─── GIVEN DATA ───

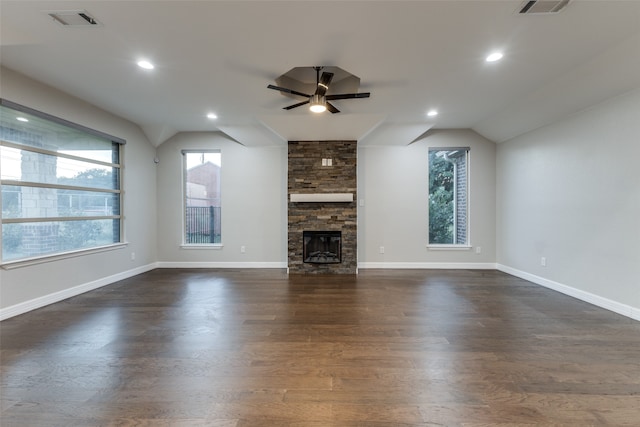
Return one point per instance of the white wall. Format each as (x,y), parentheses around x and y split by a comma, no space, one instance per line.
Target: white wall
(570,192)
(393,183)
(254,204)
(30,287)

───

EXERCISE ->
Please retype the records above exactly, but leave out any pictures.

ANSWER TO THE PROBLEM ->
Return one point per instance of the white wall. Format each as (x,y), parentheses around x and y split by a comma, no space, one instance per line.
Target: white wall
(570,192)
(393,183)
(254,204)
(30,287)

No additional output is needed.